Populações desumanizadas
O segundo argumento, compreende que as populações negra e indígena foram desumanizadas e ativamente perseguidas, primeiro pelos colonizadores europeus e depois pelo Estado brasileiro, sendo os povos originários largamente explorados, expropriados e exterminados. Do mesmo modo, a população negra foi sequestrada, expropriada, explorada e escravizada. Em seguida, no pós-abolição, foi abandonada e duramente perseguida pelo Estado brasileiro. Abandonada porque, no período que se seguiu à abolição, a ela foi negado, entre outras coisas, o acesso à escola, ao trabalho assalariado, à propriedade privada e ao cultivo de suas práticas culturais. Foi duramente perseguida, porque se tornou, desde o final do século XIX, com a Lei da Vadiagem, o público preferencial para o encarceramento e para a violência policial.

▸ **Para fazer**:
1. Diga se cada afirmação abaixo está de acordo com o texto sobre populações desumanizadas, respondendo sim ou não e citando literalmente as palavras do texto que decidem a questão.
(a) A população negra tornou-se o público preferencial para o encarceramento desde o final do século XIX.
(b) No pós-abolição, a população negra teve garantido o acesso à escola.
(c) Os povos originários foram perseguidos apenas pelos colonizadores europeus.
2. Segundo o texto sobre populações desumanizadas, a que a população negra teve o acesso negado no período que se seguiu à abolição?
3. Dê continuidade ao texto sobre populações desumanizadas a partir da última frase apresentada.

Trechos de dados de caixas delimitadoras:
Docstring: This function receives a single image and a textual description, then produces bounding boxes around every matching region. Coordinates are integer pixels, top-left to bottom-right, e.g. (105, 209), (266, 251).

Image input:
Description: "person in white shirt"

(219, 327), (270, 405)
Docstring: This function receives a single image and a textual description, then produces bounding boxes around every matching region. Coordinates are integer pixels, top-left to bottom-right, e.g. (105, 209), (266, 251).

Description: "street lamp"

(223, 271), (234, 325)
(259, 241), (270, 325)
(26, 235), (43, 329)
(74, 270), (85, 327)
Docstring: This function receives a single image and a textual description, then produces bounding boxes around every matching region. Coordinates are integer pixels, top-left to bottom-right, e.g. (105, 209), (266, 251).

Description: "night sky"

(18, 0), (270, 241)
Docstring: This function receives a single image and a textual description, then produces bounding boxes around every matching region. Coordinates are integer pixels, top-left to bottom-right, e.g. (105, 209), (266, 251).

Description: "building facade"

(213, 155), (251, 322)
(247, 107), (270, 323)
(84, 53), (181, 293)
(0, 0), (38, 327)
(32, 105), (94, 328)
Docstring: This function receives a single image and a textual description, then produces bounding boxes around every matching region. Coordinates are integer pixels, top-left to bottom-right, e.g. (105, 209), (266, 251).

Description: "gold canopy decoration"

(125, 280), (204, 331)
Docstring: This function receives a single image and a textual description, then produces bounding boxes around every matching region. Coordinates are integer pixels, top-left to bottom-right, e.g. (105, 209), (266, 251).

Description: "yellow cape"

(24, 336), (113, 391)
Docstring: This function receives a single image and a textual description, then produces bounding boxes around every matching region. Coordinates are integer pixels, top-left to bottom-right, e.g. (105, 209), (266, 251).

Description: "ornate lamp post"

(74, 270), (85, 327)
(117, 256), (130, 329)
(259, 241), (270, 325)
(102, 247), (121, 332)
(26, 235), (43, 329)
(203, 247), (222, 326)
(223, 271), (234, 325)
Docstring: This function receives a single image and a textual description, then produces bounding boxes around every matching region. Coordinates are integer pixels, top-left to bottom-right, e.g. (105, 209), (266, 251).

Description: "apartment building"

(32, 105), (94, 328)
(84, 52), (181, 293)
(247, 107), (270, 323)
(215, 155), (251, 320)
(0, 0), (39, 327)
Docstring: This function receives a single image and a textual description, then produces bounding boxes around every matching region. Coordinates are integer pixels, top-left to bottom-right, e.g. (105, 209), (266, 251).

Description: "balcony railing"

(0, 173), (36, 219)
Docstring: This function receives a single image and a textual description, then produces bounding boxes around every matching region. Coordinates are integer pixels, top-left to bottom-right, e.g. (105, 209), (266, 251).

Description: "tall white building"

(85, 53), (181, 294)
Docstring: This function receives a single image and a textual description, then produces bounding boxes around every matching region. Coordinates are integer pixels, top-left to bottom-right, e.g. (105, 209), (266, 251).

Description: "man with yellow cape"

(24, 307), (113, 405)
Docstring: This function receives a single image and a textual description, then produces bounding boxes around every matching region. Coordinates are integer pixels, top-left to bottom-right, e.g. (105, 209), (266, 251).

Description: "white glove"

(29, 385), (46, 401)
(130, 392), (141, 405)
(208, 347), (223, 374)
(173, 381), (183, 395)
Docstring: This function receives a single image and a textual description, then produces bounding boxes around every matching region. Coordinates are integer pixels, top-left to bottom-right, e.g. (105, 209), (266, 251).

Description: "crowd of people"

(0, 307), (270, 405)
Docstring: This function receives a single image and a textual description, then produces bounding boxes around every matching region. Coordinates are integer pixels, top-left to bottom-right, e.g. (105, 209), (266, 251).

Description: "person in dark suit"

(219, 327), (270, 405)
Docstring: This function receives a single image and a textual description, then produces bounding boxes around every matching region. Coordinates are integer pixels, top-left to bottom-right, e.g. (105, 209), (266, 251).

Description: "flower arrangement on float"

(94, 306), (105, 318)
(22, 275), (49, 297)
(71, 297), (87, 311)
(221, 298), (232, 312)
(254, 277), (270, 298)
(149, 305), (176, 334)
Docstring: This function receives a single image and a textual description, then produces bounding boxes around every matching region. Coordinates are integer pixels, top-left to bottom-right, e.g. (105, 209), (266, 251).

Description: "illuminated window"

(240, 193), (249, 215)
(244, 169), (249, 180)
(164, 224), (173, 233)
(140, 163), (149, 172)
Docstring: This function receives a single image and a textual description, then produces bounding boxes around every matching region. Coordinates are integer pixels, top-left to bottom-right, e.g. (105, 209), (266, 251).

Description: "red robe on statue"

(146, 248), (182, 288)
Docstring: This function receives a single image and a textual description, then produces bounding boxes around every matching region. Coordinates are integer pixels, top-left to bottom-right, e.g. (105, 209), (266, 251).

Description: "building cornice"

▸ **Respostas do exercício**:
1.
(a) Sim: "se tornou, desde o final do século XIX, com a Lei da Vadiagem, o público preferencial para o encarceramento e para a violência policial".
(b) Não: "a ela foi negado, entre outras coisas, o acesso à escola".
(c) Não: "primeiro pelos colonizadores europeus e depois pelo Estado brasileiro".

2. Foi negado a ela o acesso à escola, ao trabalho assalariado, à propriedade privada e ao cultivo de suas práticas culturais, entre outras coisas.

3.
No início do século XX, milhares de pessoas negras foram arrancadas de suas residências, nos cortiços das principais cidades do país, como, por exemplo, se deu no caso da operação “Bota abaixo”, no Rio de Janeiro, no ano de 1903. Expulsas de suas casas, foram levadas a se abrigar em barracos construídos com suas próprias mãos nos morros da cidade e nas regiões periféricas. São ainda abandonadas e perseguidas hoje, o que fica evidente quando observamos as prisões, favelas e comunidades pobres em todo o Brasil, verificando que nesses territórios o Estado apenas se faz representar por meio de seu braço armado, que não cansa de atentar contra a vida das pessoas negras empobrecidas que ali habitam.
Desamparo Estatal
O terceiro argumento sugere que, embora também haja pessoas brancas em situação de total desamparo estatal, essa condição não se deve a sua origem étnico-racial, nem à perseguição ativa do Estado contra elas, mas a fatores outros, que se apresentam como faceta do próprio sistema econômico vigente. Esse sistema excludente que nos últimos 50 anos se estrutura a partir de uma lógica financista, em modelo que apresenta caráter inteiramente antissocial, como já denunciava Keynes.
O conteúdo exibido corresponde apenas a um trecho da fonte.